Uncertainty of Wave Loading on Vertical Pile
This portion of the piece starts with 2008 ISOPE paper and Wave Forces on Slender Structures. Unbroken waves passing across the location of a slender structure (when L/D < 1/5; L is local wave length and D is structure dimension perpendicular to the direction of force) cause two different types of horizontal forces on it. The basis of determining them is the Morison equation (Morison and others 1950). Known as the drag force in the direction of velocity, the first is due to the difference in local horizontal velocity head or dynamic pressure between the stoss and the wake sides of structure. The second, the inertial force is caused by the resistance of structure to the local horizontal water particle acceleration.
Both of the Morison Forces have their roots in Bernoulli Theorem (Daniel Bernoulli; 1700 – 1782) – and as one can imagine, they are a function of water density – and of course, the structure size. The horizontal Drag Force: a function of water density, structure dimension perpendicular to the flow, water particle orbital velocity squared, and a drag coefficient. The horizontal Inertial Force: a function of water density, structure cross-sectional area, water particle orbital acceleration, and an inertial coefficient.
To demonstrate UP of wave loadings at the water surface on a cylindrical vertical pile of 1 meter diameter – this piece relies on the same example wave discussed in Linear Waves; Nonlinear Waves; Spectral Waves; Waves – Height, Period and Length and Characterizing Wave Asymmetry. This wave, H= 1.0 m; T = 10 second; d = 10 m; has a local wave length, L = 70.9 m and Ursell Number (Fritz Joseph Ursell; 1923 – 2012) = 5.1; indicating that the wave can be treated as a linear wave at this depth. Other used and estimated parameters are: water density = 1025 kg/m^3; amplitude of horizontal orbital velocity at surface = 0.56 m/s; and amplitude of horizontal orbital acceleration at surface = 0.44 m/s^2. In addition, while using most typical uncertainties proposed by Soulsby – the Us of wave length, orbital velocity and acceleration have no typical values – therefore they are derived in the 2011 paper and in this piece applying the basic UP principle.

Direction 1: Please identify every line of the records that contains the string "stanchion" and copy each of those lines.

Material provided:
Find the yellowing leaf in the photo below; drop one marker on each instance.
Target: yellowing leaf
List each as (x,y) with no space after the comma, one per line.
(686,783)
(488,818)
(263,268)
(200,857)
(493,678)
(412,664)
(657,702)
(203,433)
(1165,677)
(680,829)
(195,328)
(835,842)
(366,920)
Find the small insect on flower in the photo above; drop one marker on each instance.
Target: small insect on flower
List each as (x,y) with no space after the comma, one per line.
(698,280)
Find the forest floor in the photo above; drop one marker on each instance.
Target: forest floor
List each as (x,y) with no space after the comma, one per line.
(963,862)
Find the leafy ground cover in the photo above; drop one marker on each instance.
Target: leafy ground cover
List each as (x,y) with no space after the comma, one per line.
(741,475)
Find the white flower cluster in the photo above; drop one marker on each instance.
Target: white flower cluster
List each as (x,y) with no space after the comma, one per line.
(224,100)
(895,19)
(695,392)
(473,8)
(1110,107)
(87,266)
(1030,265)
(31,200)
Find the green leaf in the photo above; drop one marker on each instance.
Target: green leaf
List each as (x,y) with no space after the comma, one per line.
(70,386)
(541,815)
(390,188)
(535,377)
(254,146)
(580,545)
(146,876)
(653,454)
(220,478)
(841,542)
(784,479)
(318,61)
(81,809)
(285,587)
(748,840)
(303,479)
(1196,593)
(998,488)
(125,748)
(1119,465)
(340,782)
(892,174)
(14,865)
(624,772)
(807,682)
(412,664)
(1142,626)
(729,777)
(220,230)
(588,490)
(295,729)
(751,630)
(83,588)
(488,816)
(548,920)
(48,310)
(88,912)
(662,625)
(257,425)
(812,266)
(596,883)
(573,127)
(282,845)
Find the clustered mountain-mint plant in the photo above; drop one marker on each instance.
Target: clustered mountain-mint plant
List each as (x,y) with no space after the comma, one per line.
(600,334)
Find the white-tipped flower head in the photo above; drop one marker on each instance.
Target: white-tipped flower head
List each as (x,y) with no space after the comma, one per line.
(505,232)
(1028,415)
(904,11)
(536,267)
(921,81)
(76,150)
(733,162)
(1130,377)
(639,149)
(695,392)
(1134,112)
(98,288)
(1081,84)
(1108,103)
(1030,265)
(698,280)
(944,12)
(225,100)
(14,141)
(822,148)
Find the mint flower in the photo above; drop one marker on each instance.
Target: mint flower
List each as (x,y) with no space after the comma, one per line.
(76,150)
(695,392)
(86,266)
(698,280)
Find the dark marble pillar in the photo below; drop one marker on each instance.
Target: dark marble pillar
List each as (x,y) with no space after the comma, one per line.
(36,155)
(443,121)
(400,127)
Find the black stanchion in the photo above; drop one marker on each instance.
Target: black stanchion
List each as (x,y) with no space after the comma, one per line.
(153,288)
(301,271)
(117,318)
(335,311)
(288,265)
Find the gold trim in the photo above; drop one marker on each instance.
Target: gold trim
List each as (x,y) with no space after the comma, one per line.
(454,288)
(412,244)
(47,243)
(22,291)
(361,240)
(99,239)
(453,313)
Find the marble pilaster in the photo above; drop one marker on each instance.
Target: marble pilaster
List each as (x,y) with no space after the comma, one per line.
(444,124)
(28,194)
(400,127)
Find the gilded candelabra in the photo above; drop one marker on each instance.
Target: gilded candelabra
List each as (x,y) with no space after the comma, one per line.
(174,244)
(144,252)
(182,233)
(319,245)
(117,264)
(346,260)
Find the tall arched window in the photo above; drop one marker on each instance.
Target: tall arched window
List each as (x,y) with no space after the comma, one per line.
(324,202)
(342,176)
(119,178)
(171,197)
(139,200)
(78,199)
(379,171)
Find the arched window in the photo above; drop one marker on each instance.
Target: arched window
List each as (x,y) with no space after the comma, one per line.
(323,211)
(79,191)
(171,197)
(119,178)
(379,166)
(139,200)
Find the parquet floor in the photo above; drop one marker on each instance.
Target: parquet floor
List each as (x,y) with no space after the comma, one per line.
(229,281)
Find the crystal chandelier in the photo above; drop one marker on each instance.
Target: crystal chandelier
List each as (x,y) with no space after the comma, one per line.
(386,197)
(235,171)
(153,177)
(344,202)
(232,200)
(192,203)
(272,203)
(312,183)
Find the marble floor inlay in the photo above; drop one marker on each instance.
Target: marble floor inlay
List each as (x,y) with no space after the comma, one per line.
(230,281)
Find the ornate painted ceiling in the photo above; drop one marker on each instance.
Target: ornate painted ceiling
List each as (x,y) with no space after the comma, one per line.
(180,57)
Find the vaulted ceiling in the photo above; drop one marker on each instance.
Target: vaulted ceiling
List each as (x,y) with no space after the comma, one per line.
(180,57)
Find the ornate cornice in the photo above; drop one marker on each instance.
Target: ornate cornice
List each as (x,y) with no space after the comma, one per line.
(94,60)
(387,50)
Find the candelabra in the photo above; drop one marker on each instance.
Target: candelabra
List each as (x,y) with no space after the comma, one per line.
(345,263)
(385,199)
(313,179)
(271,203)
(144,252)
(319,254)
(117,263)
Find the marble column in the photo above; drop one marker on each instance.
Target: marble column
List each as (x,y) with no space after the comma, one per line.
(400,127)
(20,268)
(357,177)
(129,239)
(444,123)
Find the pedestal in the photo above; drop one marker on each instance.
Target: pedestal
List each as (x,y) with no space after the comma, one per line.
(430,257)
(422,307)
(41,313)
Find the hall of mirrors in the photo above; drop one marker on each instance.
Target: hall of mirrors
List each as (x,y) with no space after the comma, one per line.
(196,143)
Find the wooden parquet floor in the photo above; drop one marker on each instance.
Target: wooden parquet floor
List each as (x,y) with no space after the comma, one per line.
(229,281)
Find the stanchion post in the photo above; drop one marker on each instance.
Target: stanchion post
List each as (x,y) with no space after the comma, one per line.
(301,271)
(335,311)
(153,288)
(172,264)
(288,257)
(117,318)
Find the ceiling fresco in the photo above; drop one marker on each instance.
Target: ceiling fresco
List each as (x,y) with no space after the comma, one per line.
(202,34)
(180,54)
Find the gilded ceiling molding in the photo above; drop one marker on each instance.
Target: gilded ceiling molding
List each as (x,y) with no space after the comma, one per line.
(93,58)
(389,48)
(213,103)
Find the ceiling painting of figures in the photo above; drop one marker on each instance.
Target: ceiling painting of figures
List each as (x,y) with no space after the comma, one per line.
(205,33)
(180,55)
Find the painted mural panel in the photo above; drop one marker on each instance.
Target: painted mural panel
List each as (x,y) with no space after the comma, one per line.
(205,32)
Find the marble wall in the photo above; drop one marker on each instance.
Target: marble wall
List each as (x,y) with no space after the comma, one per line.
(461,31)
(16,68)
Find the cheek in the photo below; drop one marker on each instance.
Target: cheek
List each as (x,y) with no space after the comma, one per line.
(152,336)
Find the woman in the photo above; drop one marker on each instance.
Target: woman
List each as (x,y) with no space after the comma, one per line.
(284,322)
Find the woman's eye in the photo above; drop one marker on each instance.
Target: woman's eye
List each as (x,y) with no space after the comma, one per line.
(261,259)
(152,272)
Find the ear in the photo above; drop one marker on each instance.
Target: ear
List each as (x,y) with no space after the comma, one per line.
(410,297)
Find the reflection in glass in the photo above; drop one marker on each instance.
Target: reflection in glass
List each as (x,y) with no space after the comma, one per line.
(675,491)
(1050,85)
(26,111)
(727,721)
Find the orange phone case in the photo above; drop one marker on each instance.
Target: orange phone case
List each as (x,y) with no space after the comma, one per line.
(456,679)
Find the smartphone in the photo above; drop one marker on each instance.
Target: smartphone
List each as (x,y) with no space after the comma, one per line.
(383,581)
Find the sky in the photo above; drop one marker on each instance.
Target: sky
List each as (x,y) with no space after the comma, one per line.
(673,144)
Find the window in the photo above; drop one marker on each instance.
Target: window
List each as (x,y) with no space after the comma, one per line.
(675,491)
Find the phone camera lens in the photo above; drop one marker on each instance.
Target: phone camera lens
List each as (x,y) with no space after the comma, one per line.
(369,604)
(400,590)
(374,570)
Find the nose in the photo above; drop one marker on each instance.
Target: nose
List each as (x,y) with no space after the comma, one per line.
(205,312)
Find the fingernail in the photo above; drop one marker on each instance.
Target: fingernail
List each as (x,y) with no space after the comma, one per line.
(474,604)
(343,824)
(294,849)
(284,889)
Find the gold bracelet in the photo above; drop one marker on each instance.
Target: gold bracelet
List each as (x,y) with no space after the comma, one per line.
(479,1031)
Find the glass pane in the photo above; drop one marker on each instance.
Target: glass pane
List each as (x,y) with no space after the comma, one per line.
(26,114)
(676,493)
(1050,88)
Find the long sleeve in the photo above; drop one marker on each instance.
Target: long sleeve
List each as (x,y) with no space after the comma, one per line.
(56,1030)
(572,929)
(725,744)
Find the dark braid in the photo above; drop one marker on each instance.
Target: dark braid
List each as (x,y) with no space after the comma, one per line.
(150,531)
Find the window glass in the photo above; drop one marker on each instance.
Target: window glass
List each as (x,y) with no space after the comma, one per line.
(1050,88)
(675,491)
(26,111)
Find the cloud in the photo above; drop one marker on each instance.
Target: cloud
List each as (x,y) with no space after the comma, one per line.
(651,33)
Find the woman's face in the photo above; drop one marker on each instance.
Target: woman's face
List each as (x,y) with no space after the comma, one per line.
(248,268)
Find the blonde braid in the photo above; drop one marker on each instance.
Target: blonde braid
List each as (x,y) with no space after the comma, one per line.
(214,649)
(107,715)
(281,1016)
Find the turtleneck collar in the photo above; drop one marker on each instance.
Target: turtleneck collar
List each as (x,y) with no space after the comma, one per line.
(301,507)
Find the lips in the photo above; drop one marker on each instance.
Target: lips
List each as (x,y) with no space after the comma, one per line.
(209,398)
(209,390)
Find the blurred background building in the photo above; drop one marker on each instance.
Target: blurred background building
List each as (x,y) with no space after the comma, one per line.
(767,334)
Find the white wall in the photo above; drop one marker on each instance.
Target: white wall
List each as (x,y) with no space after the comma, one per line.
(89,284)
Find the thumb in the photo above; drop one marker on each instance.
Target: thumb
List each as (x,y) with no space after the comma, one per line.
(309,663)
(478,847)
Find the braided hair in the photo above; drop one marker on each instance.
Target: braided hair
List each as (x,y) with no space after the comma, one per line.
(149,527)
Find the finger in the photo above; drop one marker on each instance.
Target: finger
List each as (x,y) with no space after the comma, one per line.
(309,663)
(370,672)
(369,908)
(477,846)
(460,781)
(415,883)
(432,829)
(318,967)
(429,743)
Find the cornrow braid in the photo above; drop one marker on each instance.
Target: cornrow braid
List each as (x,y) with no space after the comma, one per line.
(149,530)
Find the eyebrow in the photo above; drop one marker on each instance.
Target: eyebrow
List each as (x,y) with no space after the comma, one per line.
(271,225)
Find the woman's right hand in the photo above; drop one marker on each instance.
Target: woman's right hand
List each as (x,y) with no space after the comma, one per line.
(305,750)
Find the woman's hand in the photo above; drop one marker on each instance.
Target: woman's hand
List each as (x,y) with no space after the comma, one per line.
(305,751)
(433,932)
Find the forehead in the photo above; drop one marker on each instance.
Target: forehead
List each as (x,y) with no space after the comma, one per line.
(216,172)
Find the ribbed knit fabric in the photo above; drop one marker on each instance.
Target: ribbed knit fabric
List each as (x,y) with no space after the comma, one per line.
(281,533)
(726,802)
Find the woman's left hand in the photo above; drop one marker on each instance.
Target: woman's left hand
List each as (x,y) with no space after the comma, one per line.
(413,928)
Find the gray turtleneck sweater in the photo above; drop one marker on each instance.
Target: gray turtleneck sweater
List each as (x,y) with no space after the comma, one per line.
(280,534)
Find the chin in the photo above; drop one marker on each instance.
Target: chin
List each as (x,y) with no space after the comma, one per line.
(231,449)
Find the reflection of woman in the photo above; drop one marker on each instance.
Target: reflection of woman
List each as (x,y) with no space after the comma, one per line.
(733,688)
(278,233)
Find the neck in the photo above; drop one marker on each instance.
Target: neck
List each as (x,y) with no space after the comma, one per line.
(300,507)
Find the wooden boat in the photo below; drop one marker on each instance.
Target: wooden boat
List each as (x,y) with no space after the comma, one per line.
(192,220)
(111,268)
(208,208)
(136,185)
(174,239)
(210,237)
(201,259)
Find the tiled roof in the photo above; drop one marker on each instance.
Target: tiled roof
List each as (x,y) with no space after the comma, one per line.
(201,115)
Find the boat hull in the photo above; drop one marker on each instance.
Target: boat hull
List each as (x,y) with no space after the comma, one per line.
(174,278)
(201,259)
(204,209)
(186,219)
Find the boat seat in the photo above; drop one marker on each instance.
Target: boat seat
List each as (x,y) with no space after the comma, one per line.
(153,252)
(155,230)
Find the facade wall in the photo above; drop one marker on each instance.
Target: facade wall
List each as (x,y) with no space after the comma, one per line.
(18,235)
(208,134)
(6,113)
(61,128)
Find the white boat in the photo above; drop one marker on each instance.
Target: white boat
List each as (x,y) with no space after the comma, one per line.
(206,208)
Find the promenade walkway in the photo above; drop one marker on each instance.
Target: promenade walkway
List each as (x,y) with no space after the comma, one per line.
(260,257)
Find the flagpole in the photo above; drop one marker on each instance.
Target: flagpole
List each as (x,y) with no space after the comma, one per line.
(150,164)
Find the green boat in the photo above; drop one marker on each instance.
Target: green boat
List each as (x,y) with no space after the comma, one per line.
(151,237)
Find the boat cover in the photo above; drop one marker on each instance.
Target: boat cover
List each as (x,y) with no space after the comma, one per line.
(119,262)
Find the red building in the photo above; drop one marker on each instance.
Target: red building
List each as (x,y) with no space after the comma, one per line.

Direction 2: According to the wave loading excerpt, what is the horizontal drag force a function of? List each factor.

Full answer 1:
Find the black stanchion in the photo above; drop one marker on each instance.
Target: black stanchion
Find the stanchion post in the photo above; drop one marker on each instance.
Target: stanchion post

Full answer 2:
- water density
- structure dimension perpendicular to the flow
- water particle orbital velocity squared
- a drag coefficient